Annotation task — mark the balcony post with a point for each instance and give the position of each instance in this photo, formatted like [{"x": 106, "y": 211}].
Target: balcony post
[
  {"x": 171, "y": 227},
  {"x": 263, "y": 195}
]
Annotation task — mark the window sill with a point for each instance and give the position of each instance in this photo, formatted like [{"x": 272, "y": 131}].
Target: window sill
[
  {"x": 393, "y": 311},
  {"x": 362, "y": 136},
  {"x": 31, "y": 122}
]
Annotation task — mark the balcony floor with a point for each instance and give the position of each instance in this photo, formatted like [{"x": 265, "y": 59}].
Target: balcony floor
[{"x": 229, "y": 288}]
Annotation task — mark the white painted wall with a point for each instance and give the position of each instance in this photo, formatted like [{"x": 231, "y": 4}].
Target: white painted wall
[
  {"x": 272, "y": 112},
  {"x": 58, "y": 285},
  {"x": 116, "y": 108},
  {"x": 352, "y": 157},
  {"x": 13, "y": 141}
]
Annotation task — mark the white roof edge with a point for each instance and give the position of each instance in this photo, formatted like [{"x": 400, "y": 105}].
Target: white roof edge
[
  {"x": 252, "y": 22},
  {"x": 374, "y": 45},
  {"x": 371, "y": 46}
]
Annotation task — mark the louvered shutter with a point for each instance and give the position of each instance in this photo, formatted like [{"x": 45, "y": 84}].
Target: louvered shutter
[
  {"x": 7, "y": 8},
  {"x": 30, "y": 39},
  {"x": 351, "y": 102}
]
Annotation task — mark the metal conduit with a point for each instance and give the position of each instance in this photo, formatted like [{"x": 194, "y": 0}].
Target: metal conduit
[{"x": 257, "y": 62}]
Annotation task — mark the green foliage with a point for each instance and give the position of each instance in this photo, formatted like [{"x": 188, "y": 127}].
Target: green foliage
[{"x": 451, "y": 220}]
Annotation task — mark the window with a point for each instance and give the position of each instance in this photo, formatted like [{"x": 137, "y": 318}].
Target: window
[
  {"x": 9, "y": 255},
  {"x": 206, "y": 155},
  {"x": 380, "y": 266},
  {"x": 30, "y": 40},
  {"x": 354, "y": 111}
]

To do — Reproduce exactly the line containing "Annotation task — mark the white painted" and every line after it through the end of the records above, and nothing else.

Task output —
Annotation task — mark the white painted wall with a point for each instance and give the position of each instance in this photo, formatted like [{"x": 231, "y": 4}].
Target: white painted wall
[
  {"x": 272, "y": 112},
  {"x": 58, "y": 285},
  {"x": 116, "y": 108},
  {"x": 352, "y": 157},
  {"x": 13, "y": 141}
]
Annotation task — mark the white roof edge with a point for each instance and give the position of each instance in this photo, formatted like [{"x": 400, "y": 105}].
Target: white roof edge
[
  {"x": 252, "y": 22},
  {"x": 374, "y": 45},
  {"x": 371, "y": 46}
]
Annotation task — mark the louvered shutter with a point for each instance and give the position of each instance in this photo, formatted like [{"x": 45, "y": 84}].
Target: louvered shutter
[
  {"x": 7, "y": 8},
  {"x": 30, "y": 39},
  {"x": 351, "y": 102}
]
Annotation task — mark the metal conduit with a point for each instance and give the position of each instance in this photo, formatted like [{"x": 194, "y": 0}].
Target: metal conduit
[{"x": 257, "y": 62}]
Annotation task — mark the green foliage with a point for each instance and give the position of each instance in this photo, formatted like [{"x": 188, "y": 127}].
Target: green foliage
[{"x": 451, "y": 220}]
Annotation task — mark the window with a point for each instance and give the position of each instance in this photo, formatted like [{"x": 137, "y": 318}].
Target: window
[
  {"x": 9, "y": 255},
  {"x": 206, "y": 155},
  {"x": 380, "y": 266},
  {"x": 30, "y": 40},
  {"x": 354, "y": 111}
]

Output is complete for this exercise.